Requirements ▸
1) From the Adair v. McElreath decision below, list the names of the respondents whose right to hold office as mayor and aldermen was challenged.
2) According to the Adair v. McElreath decision below, on which river would the power company develop hydro-electric power?
3) Reproduce the passage of the Adair v. McElreath decision below that begins with the words containing "[Ed. Note.—For other" and ends with "bring error. Affirmed.".

Reading passage ▸
- - -
Adair v. Mcelreath, (No. 6684.)

Decision Date05 January 1928
Docket Number(No. 6684.)
Citation145 S.E. 841,167 Ga. 294
PartiesADAIR et al. v. McELREATH et al.
CourtGeorgia Supreme Court

(Syllabus by the Court.)

[Ed. Note.—For other definitions, see Words and Phrases, First, Second, and Third Series, Anything of Value.]

Error from Superior Court, Bartow County; Edgar E. Pomeroy, Judge.

Information in nature of quo warranto by Dr. R. D. Adair and others against H. P. McElreath and others. Judgment for defendants, and plaintiffs bring error. Affirmed.

Dr. R. D. Adair and others applied for leave to file an information in the nature of a quo warranto, in order that they might inquire into the right of H. P. McElreath, H. L. Smith, and H. H. Green to hold offices as mayor and aldermen of the city of Cartersville. Relators attacked respondents' eligibility to hold these offices, upon the ground that they had violated the corrupt practices provisions of the charter of the city of Car-tersville, in the announcement of their candidacies, which was admitted to have been published in a weekly newspaper in that city at the time they became such candidates. This announcement is as follows:

"For a Greater Cartersville. To the Citizens of Cartersville:

"We hereby make formal announcement of our candidacies for Aldermen of the City of Cartersville, based on a statement of our position with reference to the contemplated sale of our light and gas franchises to the Georgia Power Company and the relation of such sale to the immediate development of hydro-electric power on Etowah River at our very doors.

"The power company offers to purchase our light and power distributing system and our gas plant and distributing system, together with the grant of a franchise right to continue to do a light, power, and gas business in Cartersville at and for the sum of $300,-000. The franchise right sought is not a perpetual franchise, as has been erroneously charged, nor an exclusive franchise, as some would have you believe, but, on the contrary, the city does in fact reserve the right to reestablish itself in the same business whenever it finds it wise or expedient to do so. The offer further provides that in the event a sale is consummated on these terms, the power company obligates itself to develop the hydro-electric power on Etowah River. In the event the Etowah River power development is not undertaken within a few months and pushed to completion, then no sale of the light and gas franchise takes place and these properties revert to the city.
- - -
Given records ▸
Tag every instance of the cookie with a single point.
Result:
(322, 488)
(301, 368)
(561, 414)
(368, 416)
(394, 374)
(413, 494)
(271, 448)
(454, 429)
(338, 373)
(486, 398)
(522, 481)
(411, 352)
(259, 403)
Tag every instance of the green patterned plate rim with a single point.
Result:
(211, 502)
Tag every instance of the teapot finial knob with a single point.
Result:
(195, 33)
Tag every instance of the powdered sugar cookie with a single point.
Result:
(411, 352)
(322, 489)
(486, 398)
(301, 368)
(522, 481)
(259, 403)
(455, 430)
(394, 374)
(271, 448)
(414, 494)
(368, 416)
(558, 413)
- - -
The answers ▸
1) H. P. McElreath, H. L. Smith, H. H. Green

2) The Etowah River.

3)
[Ed. Note.—For other definitions, see Words and Phrases, First, Second, and Third Series, Anything of Value.]

Error from Superior Court, Bartow County; Edgar E. Pomeroy, Judge.

Information in nature of quo warranto by Dr. R. D. Adair and others against H. P. McElreath and others. Judgment for defendants, and plaintiffs bring error. Affirmed.